[What you have to do]:
Go through the entries and copy each one exactly. Leave none out.

---- Dataset extract

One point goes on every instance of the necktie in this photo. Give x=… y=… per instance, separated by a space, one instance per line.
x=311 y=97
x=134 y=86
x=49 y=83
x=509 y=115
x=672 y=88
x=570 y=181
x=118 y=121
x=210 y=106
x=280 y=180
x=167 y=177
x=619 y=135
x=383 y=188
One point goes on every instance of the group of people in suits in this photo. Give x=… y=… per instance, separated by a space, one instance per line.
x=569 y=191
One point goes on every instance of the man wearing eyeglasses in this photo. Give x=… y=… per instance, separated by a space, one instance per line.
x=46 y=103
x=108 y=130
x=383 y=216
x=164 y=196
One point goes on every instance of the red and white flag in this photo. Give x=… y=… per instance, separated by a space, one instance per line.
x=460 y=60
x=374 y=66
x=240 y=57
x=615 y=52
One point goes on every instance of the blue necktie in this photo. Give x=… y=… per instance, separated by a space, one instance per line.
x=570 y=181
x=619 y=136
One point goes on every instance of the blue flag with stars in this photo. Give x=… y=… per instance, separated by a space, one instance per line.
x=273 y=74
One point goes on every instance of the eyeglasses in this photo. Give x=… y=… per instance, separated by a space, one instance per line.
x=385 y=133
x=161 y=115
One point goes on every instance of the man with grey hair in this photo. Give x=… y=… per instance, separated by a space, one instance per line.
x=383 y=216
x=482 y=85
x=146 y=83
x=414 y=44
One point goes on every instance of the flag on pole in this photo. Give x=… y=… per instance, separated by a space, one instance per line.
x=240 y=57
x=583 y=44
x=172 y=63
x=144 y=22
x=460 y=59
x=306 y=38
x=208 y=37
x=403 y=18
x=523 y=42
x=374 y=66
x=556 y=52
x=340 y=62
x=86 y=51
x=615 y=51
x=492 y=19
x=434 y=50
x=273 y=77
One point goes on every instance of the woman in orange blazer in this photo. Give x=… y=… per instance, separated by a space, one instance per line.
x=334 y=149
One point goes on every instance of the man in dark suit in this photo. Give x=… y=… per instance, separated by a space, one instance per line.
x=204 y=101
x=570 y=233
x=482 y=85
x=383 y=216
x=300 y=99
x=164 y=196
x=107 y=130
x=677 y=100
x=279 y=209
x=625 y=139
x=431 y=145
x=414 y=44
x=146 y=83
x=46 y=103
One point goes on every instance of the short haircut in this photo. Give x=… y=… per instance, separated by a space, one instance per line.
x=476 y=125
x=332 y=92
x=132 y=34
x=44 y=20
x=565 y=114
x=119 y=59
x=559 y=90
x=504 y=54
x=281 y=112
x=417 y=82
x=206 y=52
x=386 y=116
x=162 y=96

--------

[Exercise result]:
One point goes on every instance of the necktie in this photo. Give x=… y=… per instance, separated by a space, one instance per line.
x=311 y=97
x=134 y=86
x=49 y=83
x=509 y=115
x=672 y=88
x=570 y=181
x=118 y=121
x=210 y=106
x=280 y=180
x=167 y=177
x=619 y=135
x=383 y=188
One point goes on every instance of the group of people in suits in this photo. Give x=… y=… per instance, separated by a space, one instance per line.
x=569 y=191
One point goes on every instance of the man wearing eyeglasses in this photo. Give x=… y=… per instance, separated by a space, one instance per line.
x=46 y=103
x=108 y=130
x=383 y=216
x=164 y=196
One point goes on every instance of the red and white flag in this photo. Give x=… y=… per instance, separated by a space, one instance per line.
x=460 y=60
x=374 y=66
x=240 y=57
x=615 y=52
One point goes on every instance of the blue necktie in this photo. Give x=… y=… per instance, separated by a space, one instance per line.
x=570 y=181
x=619 y=136
One point goes on every instance of the blue flag with stars in this photo. Give x=… y=… per instance, separated by a space, one instance per line.
x=273 y=74
One point goes on every instance of the eyeglasses in this photo. Give x=… y=… per instance, separated by a space, one instance per line.
x=385 y=133
x=161 y=115
One point goes on every instance of the man with grey hair in this photo. Give x=… y=… per instance, separated by a space, one instance per line.
x=383 y=216
x=482 y=85
x=146 y=83
x=414 y=44
One point goes on every instance of the flag on pole in this photo. Give x=… y=… per instance, separated by a space, one instance per line.
x=240 y=57
x=583 y=44
x=172 y=63
x=144 y=22
x=460 y=59
x=306 y=38
x=208 y=37
x=403 y=18
x=523 y=42
x=374 y=66
x=556 y=52
x=340 y=62
x=86 y=51
x=615 y=51
x=492 y=19
x=434 y=50
x=273 y=77
One point goes on every instance of the woman in orange blazer in this photo. Give x=… y=… per instance, separated by a space, one instance per line.
x=334 y=149
One point goes on every instance of the man in dark suit in this photo. Give x=… y=… per instance, separated by a space, one instance per line.
x=204 y=101
x=570 y=233
x=482 y=85
x=383 y=216
x=300 y=99
x=164 y=196
x=107 y=130
x=677 y=100
x=279 y=209
x=625 y=139
x=431 y=145
x=414 y=44
x=146 y=83
x=46 y=103
One point goes on every instance of the short haircut in this photo. Give x=… y=… per instance, separated by a space, one instance per line.
x=476 y=125
x=332 y=92
x=132 y=34
x=44 y=20
x=565 y=114
x=119 y=59
x=559 y=90
x=504 y=54
x=281 y=112
x=417 y=82
x=206 y=52
x=386 y=116
x=162 y=96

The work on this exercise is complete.